Kvalmera, there is a law
Kvalmera, there is a law against Elder Abuse & that includes misuse of their money. That is a serious charge & involves an investigation by the Dept of Human Services but in my home state, they are very good at getting at the truth no matter what they are told by all the parties.
If your uncle is in dementia
If your uncle is in dementia he is incapable of making decisions. He will need to be cared for by somebody. If you feel you are the best choice for him, then see an attorney to get guardianship, or whatever it's called in your state, to gain a legal foothold. Find out if he has already made his wishes clear in writing. If not, you will have to make the case that you are the best choice. He would get evaluated. Document everything you can that the son is doing...that means proof...pictures, dates, bank accounts, and keep a log of dates. Find out the law in your area, and find a good attorney who will help you succeed. This puts you in the drivers seat, gives you control, and puts your uncles best interests first. If you win, then when no-good son shows up, you show him the door, or he can talk to the police. that's how it works. It's just that most people don't want to make waves or "offend" anyone, which is the consequence of doing the right thing.
Does your uncle have Power of
Does your uncle have Power of Attorney paperwork or Healthcare Surrogate paperwork? I also live in Florida, and I have that paperwork for my grandmother. I am currently her caregiver and she is living with my husband and I. For all of our financial, social and medical needs, I have been listed along with my in-laws as powers of attorney and healthcare surrogates in case anything happens to my grandmother.
I would contact an attorney
I would contact an attorney or town social worker to find out what legal options are available to you. If he (uncle) is of sound mind to sign his own paperwork, et al he could have an eldercare attorney set up a trust or guardianship that outlines what Uncle wants.

* [EXERCISE BRIEF]:
Do these statements agree with the replies on elder care? For each, answer yes or no and quote the words of the text that decide it. (a) An elder abuse charge involves an investigation by the Dept of Human Services. (b) The writer from Florida is the only person listed as power of attorney for the grandmother. (c) An uncle in dementia is described as capable of making decisions. Use only the replies on elder care.

* [DATASET ENTRIES]:
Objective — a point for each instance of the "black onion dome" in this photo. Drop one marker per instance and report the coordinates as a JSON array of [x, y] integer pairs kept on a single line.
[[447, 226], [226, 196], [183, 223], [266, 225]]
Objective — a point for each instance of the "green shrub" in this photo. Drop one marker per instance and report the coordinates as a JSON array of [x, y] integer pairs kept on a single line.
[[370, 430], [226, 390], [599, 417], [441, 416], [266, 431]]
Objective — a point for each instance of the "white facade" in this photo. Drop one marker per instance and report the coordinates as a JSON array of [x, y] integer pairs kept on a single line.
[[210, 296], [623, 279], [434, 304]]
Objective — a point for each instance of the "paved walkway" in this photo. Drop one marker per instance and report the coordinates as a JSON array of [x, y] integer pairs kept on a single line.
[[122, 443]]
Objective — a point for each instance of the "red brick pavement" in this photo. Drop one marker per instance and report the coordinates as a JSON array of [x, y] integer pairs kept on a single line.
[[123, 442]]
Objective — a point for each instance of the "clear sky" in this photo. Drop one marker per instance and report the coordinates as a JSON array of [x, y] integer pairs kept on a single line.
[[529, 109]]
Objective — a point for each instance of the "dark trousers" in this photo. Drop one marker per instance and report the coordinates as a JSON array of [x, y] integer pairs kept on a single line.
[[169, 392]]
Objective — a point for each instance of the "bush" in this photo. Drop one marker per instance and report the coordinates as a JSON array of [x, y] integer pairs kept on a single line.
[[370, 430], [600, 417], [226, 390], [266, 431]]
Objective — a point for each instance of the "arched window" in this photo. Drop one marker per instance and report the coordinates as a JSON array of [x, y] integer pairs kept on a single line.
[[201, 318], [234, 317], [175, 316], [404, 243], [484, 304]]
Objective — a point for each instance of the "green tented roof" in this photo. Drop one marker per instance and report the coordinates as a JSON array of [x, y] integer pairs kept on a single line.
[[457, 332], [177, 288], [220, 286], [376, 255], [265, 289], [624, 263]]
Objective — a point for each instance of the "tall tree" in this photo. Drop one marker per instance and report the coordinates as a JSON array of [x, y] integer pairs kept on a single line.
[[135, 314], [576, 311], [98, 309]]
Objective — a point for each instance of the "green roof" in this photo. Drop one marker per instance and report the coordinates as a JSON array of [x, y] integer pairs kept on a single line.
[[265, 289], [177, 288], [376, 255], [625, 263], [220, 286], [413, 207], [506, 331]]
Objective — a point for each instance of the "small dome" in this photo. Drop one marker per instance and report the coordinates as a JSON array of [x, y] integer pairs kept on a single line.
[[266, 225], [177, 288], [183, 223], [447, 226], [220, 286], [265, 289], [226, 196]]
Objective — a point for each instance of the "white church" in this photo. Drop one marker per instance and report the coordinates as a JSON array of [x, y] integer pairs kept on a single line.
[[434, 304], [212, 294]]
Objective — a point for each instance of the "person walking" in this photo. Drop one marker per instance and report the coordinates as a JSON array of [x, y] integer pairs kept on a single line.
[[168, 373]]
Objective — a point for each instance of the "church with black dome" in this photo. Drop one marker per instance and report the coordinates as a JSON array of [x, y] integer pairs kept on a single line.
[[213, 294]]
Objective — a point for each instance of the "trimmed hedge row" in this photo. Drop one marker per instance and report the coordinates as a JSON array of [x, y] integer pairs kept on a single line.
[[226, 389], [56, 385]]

* [RESPONSE]:
(a) Yes: "That is a serious charge & involves an investigation by the Dept of Human Services"
(b) No: "I have been listed along with my in-laws as powers of attorney and healthcare surrogates"
(c) No: "If your uncle is in dementia he is incapable of making decisions."